# REQUIREMENT
Only the text of the records belongs in the answer; the pictures must be dropped.

[Source data]
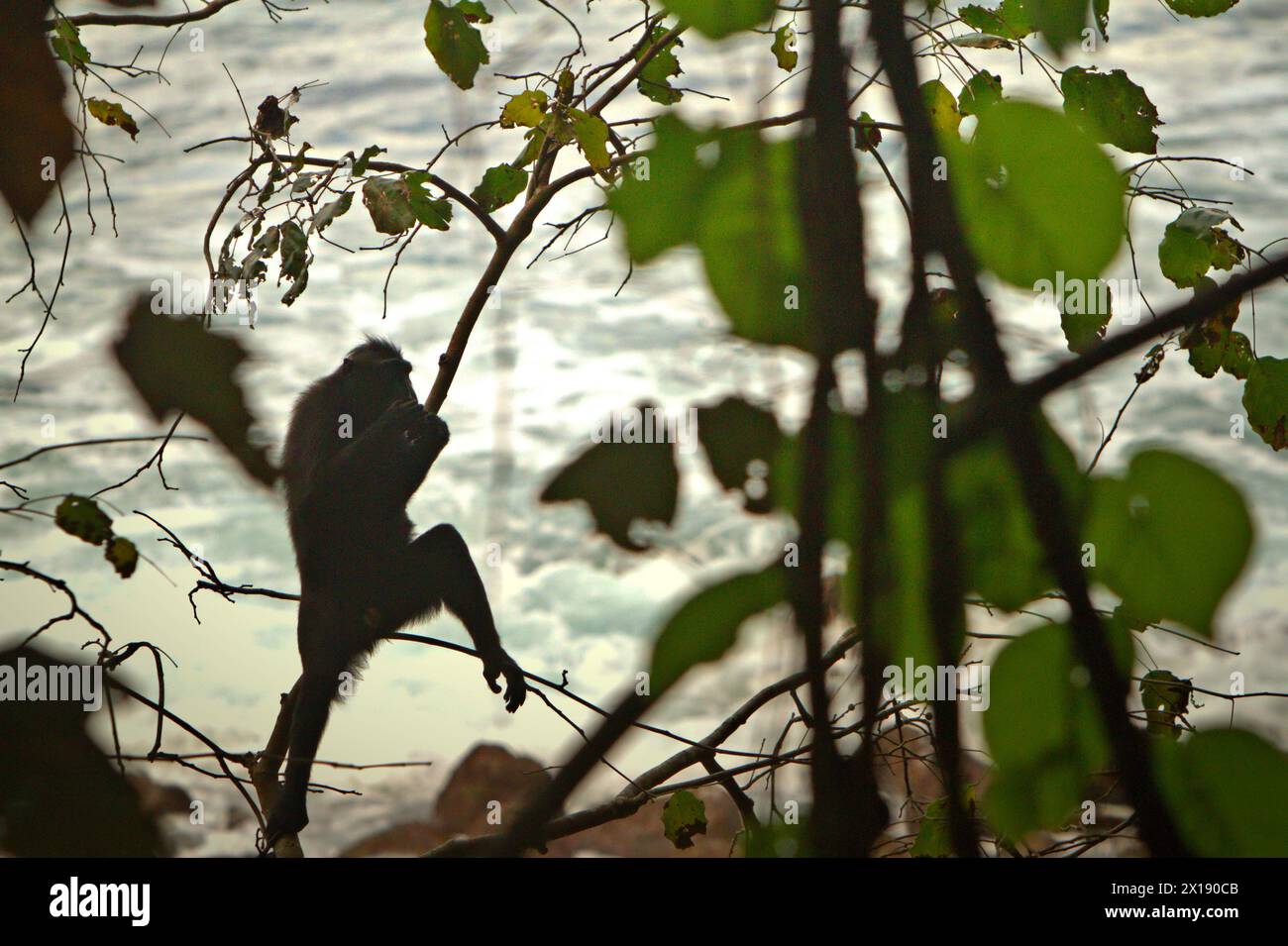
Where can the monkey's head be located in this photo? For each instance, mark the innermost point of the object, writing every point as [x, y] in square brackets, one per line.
[374, 376]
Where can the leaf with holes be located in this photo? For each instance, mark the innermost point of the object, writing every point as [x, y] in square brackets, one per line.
[1035, 196]
[112, 113]
[655, 78]
[1265, 398]
[706, 626]
[81, 517]
[176, 365]
[1171, 537]
[500, 185]
[1112, 108]
[785, 48]
[527, 108]
[455, 44]
[683, 816]
[434, 213]
[621, 481]
[389, 203]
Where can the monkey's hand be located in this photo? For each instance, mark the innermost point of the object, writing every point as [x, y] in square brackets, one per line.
[419, 426]
[501, 665]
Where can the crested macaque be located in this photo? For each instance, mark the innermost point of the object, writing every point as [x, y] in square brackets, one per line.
[359, 446]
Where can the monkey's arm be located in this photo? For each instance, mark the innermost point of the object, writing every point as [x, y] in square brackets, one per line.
[387, 461]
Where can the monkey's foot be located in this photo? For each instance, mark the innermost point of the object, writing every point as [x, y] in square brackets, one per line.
[286, 819]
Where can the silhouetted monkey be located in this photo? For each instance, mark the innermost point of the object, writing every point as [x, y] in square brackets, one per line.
[360, 444]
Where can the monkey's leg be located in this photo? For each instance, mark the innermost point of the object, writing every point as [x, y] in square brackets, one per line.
[312, 708]
[439, 571]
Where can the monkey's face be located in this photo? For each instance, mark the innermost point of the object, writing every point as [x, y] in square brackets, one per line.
[372, 385]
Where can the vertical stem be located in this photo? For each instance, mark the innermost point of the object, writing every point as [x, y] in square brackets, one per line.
[848, 813]
[1041, 490]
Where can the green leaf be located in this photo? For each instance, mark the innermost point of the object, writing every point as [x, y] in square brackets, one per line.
[706, 626]
[458, 47]
[67, 46]
[741, 441]
[621, 481]
[943, 108]
[175, 365]
[591, 134]
[112, 113]
[527, 108]
[719, 20]
[867, 136]
[661, 192]
[750, 213]
[84, 519]
[1012, 21]
[360, 166]
[1193, 245]
[1112, 108]
[1207, 341]
[475, 11]
[295, 250]
[932, 834]
[1201, 8]
[655, 78]
[1043, 732]
[683, 816]
[433, 213]
[984, 89]
[1100, 11]
[387, 200]
[1171, 538]
[123, 555]
[1001, 558]
[1056, 207]
[1237, 357]
[500, 185]
[1225, 790]
[785, 48]
[1060, 21]
[1085, 313]
[338, 207]
[1265, 398]
[1166, 699]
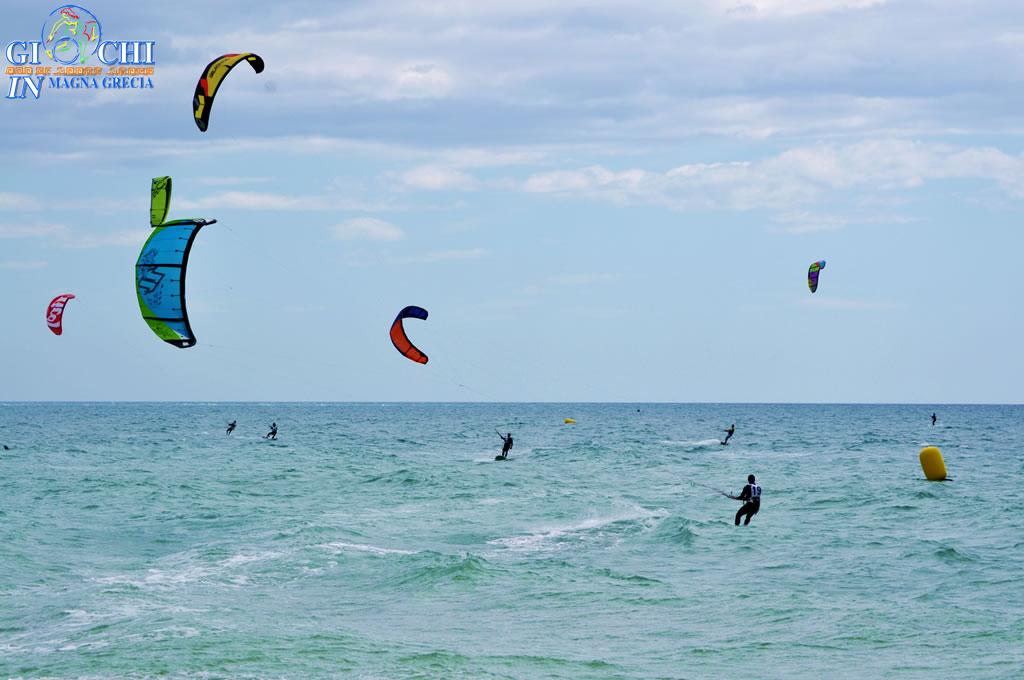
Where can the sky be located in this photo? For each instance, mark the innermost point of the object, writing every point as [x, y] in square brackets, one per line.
[596, 201]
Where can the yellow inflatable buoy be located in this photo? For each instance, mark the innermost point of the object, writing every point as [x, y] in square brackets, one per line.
[932, 464]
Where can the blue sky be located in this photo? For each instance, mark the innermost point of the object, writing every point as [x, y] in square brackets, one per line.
[595, 201]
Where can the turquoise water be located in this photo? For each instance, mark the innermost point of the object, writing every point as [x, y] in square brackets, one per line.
[383, 541]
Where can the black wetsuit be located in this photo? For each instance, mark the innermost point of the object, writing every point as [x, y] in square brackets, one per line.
[752, 496]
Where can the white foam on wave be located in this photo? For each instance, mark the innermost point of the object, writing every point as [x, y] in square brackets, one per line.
[341, 546]
[701, 442]
[549, 539]
[190, 572]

# ANSWER TO THIS TASK
Where can the monkey's head be located in this photo? For each instance, mark the innermost point of the object, writing every point as [x, y] in square brackets, one per line.
[374, 376]
Where can the leaf with holes be located in this photo? For each instance, mark the innermost point of the object, writing every point as [x, y] in square brackets, one per line.
[1035, 196]
[112, 113]
[655, 78]
[1265, 398]
[706, 626]
[81, 517]
[176, 365]
[1171, 537]
[500, 185]
[1112, 108]
[785, 48]
[527, 108]
[455, 44]
[683, 816]
[434, 213]
[621, 481]
[389, 203]
Where can the monkey's hand be located in this photo? For each instance, mark the innermost point of the object, writing every point as [x, y] in square brackets, one per line.
[419, 426]
[501, 665]
Where can the crested macaque be located in this photo? For each instance, mark the innermost point of the object, writing every point as [x, y] in square brackets, one per line.
[359, 446]
Where can the monkey's arm be located in this photo? For each instance, mark the innermost point of the object, writing every point as [x, y] in square brackets, one per line.
[387, 461]
Where can the monkey's foot be located in this photo? For each instance, mark the innermost point of the object, writing every point as [x, y] in square brackets, one per line.
[286, 819]
Where can the silhouetted monkey be located in this photo? For each instance, mark the innermost point of the object, writing every point as [x, y] in square brackets, one per line.
[360, 444]
Where can the monkey's leg be located in this photo? For each instance, mark the innermost point of the object, writing every point as [x, y] in square brackets, one per line.
[312, 708]
[439, 571]
Where can the monkey's face be located in this photo? For each instance, mark the innermost point of the object, writing every point as [x, y] in square brackets, one per line.
[372, 385]
Where can the vertical stem be located in this photo? For each instance, mark the innermost point of the object, writing every point as [x, y] in square brackets, one per line.
[848, 813]
[1041, 490]
Where can the green leaf be located in this photo? For each instance, mark the innermost point of the object, writing every point as [x, y] in square brackets, one per line.
[706, 626]
[458, 47]
[67, 46]
[741, 441]
[621, 481]
[943, 108]
[175, 365]
[591, 134]
[112, 113]
[527, 108]
[719, 20]
[867, 136]
[661, 192]
[750, 213]
[84, 519]
[1012, 21]
[360, 166]
[1193, 245]
[1112, 108]
[1207, 341]
[475, 11]
[295, 250]
[932, 834]
[1201, 8]
[655, 78]
[1043, 732]
[683, 816]
[433, 213]
[984, 89]
[1100, 11]
[387, 200]
[1171, 538]
[123, 555]
[1001, 558]
[1056, 207]
[1237, 357]
[500, 185]
[1225, 790]
[785, 48]
[1060, 21]
[1085, 313]
[338, 207]
[1265, 398]
[1166, 699]
Where can the sky be located in this photo? For each instance, mark the innermost point of the object, writing every point as [x, y] in square brackets, one per line.
[596, 201]
Where can the yellow inflatable buoy be located in this photo? For each instance, mark the innermost point of the object, writing every point as [x, y] in square brackets, one per line.
[932, 464]
Where can the blue sky be located in this photo? For each instance, mark the innermost point of the object, writing every point as [x, y] in square brackets, one per line.
[595, 201]
Where can the turquoise water be located in this photo? For each instance, mark the innermost point of the object, writing every point as [x, y] in square brackets, one per line.
[383, 541]
Where can the black wetsuit be located in this photo? For each instance, mark the innermost point of the object, writing every point as [x, y] in square brackets, one per line.
[752, 496]
Where can the white foam on wave be located in this photo? For each instance, mark the innermost point of the object, writing every point as [x, y] in square brackets, one per line.
[341, 546]
[701, 442]
[549, 539]
[190, 572]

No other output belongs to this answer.